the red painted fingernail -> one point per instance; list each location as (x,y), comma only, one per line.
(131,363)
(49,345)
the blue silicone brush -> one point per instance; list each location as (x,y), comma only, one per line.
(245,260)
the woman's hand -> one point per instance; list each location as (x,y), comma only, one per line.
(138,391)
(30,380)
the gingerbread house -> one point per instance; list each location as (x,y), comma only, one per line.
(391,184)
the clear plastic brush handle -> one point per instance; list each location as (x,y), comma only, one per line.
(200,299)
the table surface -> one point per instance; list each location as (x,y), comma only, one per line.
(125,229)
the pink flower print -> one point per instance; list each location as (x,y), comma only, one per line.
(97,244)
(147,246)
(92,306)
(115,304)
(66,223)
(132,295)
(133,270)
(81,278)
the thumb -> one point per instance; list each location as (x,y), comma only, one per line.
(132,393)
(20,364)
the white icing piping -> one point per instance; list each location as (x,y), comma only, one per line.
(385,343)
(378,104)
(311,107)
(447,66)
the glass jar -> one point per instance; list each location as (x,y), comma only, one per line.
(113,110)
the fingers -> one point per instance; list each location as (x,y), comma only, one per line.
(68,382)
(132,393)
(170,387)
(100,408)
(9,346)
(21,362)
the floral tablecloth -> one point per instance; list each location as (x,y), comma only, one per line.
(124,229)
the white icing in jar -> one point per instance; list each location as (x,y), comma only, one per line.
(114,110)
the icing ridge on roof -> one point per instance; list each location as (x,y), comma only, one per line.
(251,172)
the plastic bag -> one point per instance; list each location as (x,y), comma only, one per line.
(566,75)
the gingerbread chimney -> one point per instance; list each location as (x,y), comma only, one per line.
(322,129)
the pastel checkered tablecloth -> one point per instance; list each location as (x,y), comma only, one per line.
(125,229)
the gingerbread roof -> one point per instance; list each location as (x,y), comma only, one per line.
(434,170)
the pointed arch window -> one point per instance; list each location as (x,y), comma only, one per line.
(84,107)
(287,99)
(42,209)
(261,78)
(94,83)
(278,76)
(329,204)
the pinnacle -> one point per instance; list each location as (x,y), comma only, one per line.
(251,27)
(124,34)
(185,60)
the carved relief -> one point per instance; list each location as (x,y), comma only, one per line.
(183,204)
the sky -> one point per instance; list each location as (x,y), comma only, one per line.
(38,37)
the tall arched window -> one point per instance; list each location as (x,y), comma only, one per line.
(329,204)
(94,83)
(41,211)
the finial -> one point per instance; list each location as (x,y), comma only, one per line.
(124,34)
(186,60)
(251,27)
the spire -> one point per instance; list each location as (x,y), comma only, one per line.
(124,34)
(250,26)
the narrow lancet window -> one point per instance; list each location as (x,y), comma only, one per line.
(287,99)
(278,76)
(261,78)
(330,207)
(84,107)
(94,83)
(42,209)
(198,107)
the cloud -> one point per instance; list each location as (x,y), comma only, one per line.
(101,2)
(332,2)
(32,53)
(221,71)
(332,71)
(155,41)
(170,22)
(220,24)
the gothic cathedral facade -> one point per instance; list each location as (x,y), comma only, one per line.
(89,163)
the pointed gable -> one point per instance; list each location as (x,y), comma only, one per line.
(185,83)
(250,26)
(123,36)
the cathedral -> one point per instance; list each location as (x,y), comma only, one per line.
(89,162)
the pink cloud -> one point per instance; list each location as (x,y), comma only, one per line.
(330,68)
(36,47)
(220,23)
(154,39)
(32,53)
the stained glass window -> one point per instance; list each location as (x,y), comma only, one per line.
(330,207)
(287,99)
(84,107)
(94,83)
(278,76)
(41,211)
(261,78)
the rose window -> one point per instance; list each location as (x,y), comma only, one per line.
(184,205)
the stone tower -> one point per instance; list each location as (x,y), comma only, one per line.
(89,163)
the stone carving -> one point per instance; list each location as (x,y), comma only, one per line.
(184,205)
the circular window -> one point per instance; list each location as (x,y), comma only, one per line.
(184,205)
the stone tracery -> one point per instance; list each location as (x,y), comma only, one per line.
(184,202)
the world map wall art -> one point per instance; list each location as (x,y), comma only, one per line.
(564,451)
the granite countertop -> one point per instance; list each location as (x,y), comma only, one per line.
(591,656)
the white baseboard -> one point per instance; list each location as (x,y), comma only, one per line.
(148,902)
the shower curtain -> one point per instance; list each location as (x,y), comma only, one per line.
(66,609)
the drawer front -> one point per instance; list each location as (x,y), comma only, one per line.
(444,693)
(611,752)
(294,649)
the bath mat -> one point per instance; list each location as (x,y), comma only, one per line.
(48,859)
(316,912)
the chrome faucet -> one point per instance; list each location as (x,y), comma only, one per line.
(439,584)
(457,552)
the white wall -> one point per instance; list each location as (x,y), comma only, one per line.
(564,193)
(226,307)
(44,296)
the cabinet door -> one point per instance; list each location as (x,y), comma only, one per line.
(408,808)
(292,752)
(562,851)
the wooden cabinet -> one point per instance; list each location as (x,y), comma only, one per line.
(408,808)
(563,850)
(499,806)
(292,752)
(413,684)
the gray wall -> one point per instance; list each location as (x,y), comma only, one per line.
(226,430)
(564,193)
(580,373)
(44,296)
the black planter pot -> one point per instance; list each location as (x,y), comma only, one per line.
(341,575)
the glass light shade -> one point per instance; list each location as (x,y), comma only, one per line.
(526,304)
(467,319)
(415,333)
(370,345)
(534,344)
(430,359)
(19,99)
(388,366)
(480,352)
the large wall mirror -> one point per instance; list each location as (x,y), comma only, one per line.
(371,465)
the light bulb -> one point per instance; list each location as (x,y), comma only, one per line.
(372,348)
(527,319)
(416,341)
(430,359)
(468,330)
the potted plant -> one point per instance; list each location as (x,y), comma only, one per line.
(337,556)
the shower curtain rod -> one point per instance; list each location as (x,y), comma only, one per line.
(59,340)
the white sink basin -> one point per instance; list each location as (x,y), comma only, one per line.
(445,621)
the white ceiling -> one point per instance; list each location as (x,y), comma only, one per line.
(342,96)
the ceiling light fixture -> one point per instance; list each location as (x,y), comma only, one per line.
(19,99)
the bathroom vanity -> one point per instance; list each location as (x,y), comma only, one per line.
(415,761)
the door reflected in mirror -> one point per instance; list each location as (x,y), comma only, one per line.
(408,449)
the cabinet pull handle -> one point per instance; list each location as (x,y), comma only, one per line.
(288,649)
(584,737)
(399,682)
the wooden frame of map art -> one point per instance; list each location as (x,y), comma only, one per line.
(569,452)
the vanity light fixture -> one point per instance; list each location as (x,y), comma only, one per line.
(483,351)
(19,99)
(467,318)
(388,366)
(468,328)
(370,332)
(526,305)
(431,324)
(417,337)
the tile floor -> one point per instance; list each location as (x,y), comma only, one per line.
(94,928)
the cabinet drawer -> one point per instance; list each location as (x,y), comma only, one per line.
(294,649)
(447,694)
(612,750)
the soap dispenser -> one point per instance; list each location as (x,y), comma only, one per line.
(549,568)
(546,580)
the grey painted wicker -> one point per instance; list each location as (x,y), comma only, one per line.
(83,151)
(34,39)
+++
◆ What this task involves ◆
The answer must be a word-for-word reproduction of every record above.

◆ Reply to the exercise ◆
the red painted fingernail -> one point per instance; list each location as (x,y), comma only, one per line.
(131,363)
(49,345)
the blue silicone brush -> one point per instance; list each location as (x,y), comma only, one per line.
(245,260)
the woman's hand -> one point per instance; list each location as (x,y), comma only, one per line.
(138,391)
(30,380)
the gingerbread house -> one point per instance; list each location as (x,y), comma only, one per line.
(391,184)
the clear plastic brush handle -> one point per instance; list each location as (x,y), comma only, one per line.
(200,299)
the table surface -> one point per instance; list each location as (x,y), comma only, one per line.
(125,229)
the pink flower print -> one point per instance; list each location as (x,y), comma only, one per line.
(97,244)
(147,246)
(92,306)
(115,304)
(66,223)
(132,295)
(133,270)
(81,278)
the thumb -> one point per instance; list each location as (x,y), comma only, one per line.
(132,393)
(20,364)
the white icing piping -> one point per instance; list each location as (x,y), comma only, one per line.
(385,343)
(378,104)
(311,107)
(447,66)
the glass jar -> one point per instance; list each location as (x,y), comma only, one per line.
(113,110)
the fingers -> one point per instance; list each location as (x,y), comma only, one per line.
(68,382)
(132,393)
(170,387)
(100,408)
(9,346)
(21,362)
the floral tablecloth -> one point per instance; list each location as (x,y), comma only, one per line.
(124,229)
the white icing in jar -> one point per instance; list each location as (x,y), comma only, one per line.
(114,110)
the icing ridge on roof -> one point per instance; list each location as (x,y), comma only, one per line.
(251,172)
the plastic bag -> one point per instance; list each location as (x,y), comma only, one per line.
(566,75)
the gingerbread chimney -> one point per instance; list each location as (x,y), comma only, one per line.
(322,129)
the pastel checkered tablecloth -> one point per instance; list each location as (x,y), comma only, one per line.
(125,229)
the gingerbread roof -> one point per instance; list each location as (x,y), comma only, one per line.
(434,170)
the pointed arch window -> one point per instance; list each location as (x,y), comma only, one per line.
(84,107)
(287,99)
(42,209)
(261,78)
(94,83)
(278,76)
(329,204)
the pinnacle -> one point per instance; list each location as (x,y), comma only, one per line.
(251,27)
(124,34)
(185,60)
the carved relief -> one point per instance; list each location as (x,y), comma only, one per line.
(183,204)
the sky -> one point per instance; list each location as (x,y), comma only, one per line.
(38,37)
the tall arched window -> one point per instance; list each location as (x,y), comma only, one per line.
(329,204)
(94,83)
(41,211)
the finial -> one point per instance; list each location as (x,y), comma only, one per line.
(124,34)
(186,60)
(251,27)
the spire -> one point per instance; list each location as (x,y), comma only, one per line.
(124,34)
(250,26)
the narrow lancet window -> one point per instance; list each location as (x,y), comma only, one per line.
(287,99)
(278,76)
(261,78)
(330,207)
(84,107)
(94,83)
(42,209)
(198,107)
the cloud -> one point per instance; list each location as (x,y), comma only, one per line.
(101,2)
(332,2)
(32,53)
(221,71)
(332,71)
(155,41)
(170,22)
(220,24)
the gothic cathedral facade -> one point per instance; list each location as (x,y), comma only, one per line.
(89,163)
the pointed gable -> one point per instance; list each location as (x,y), comma only, one per line.
(185,83)
(250,26)
(123,36)
the cathedral -> one point per instance; list each location as (x,y), comma only, one per line.
(89,162)
the pink cloud -> one point per instance; list each location as (x,y), comma only, one per line.
(330,68)
(36,47)
(220,23)
(154,39)
(32,53)
the stained glass window -> one point per instance; list each location as (x,y), comma only, one per line.
(330,207)
(287,99)
(84,107)
(94,83)
(278,76)
(41,211)
(261,78)
the rose window -> one point per instance; list each location as (x,y), comma only, one per line.
(184,205)
the stone tower -> one point per instance; list each location as (x,y), comma only, one per line.
(89,163)
the stone carving -> one point per instance; list each location as (x,y), comma only, one per line.
(184,205)
the circular window -> one point per instance; list each location as (x,y), comma only, one per line.
(184,205)
the stone tracery -> one point per instance; list each location as (x,y), comma only, one per line.
(184,202)
the world map wall art -> one point per instance; list each location as (x,y), comma only, one per line.
(564,451)
the granite countertop -> one point per instance; list each location as (x,y), comma only, one per line.
(591,656)
the white baseboard -> one point per instance; list each location as (x,y), comma only, one per line.
(148,902)
the shower curtain -> one point per instance; list each location as (x,y), comma only, one per line.
(66,609)
the drawer front -> one point per instance; list each location as (x,y), comma only, one per line.
(444,693)
(611,752)
(294,649)
the bath mat -> one point per instance; list each location as (x,y), comma only, one per line.
(48,859)
(316,912)
the chrome faucet -> one point per instance; list each location as (x,y), comma only, one per line.
(439,584)
(457,552)
the white wall -> one point per instance; list each location as (x,y), comma only, one per line.
(564,193)
(226,307)
(44,296)
the cabinet door -> one point per instance; list each location as (x,y), comma only, one per line.
(408,808)
(292,752)
(562,851)
the wooden cabinet -> one point per instance; list each location as (x,y), comma only, one per line.
(408,808)
(563,850)
(499,806)
(292,752)
(413,684)
the gray wall -> one point per instance; list each location as (x,y), comma only, one per line.
(226,430)
(564,193)
(580,373)
(44,296)
the black planter pot -> one point per instance; list each location as (x,y), comma only, one per line.
(341,575)
the glass light shade -> one point per instance; list each location as (x,y), comma only, one per line.
(526,304)
(467,319)
(415,333)
(370,345)
(534,344)
(430,359)
(19,99)
(388,366)
(480,352)
the large wall mirror -> one point per instance; list each location as (x,y), comma only, one per line.
(371,465)
the light bulb -> one point per instance; list each location as (x,y), comma only, one per line.
(372,348)
(527,319)
(416,341)
(430,359)
(468,330)
the potted plant -> one point per instance; list each location as (x,y), comma only, one per line.
(337,556)
the shower curtain rod -> one point per instance; list each location as (x,y), comma only, one per line.
(59,340)
the white sink basin -> one point per instance; list each location as (x,y), comma only, one per line.
(445,621)
the white ceiling -> one point per instance; list each location as (x,y), comma only, one per line.
(342,96)
the ceiling light fixture -> one point per instance; list each location as (x,y), comma only, one per line.
(19,99)
the bathroom vanity -> one point per instance; list each location as (x,y), comma only, one per line.
(415,761)
the door reflected in mirror -> one point per instance; list each location as (x,y), comma only, one per line.
(408,449)
the cabinet pull handle -> one point per instance; list each location as (x,y), comma only, one per line.
(288,649)
(584,737)
(399,682)
the wooden frame of map art -> one point per instance; list each location as (x,y), comma only, one per line.
(569,452)
the vanity light fixture -> one point per instance; list each location as (x,y), comma only, one per line.
(483,351)
(19,99)
(467,318)
(388,366)
(468,328)
(370,332)
(526,305)
(431,324)
(417,337)
the tile floor -> one point per instance; list each location as (x,y), comma only, one per line.
(94,928)
the cabinet drawer -> one point per instance; list each location as (x,y), comma only, one per line.
(294,649)
(447,694)
(612,750)
the soap dispenser -> one point per instance; list each location as (x,y), comma only, one per line.
(549,568)
(546,580)
the grey painted wicker -> one point per instance; list each location as (x,y), comma only, one per line.
(83,151)
(34,39)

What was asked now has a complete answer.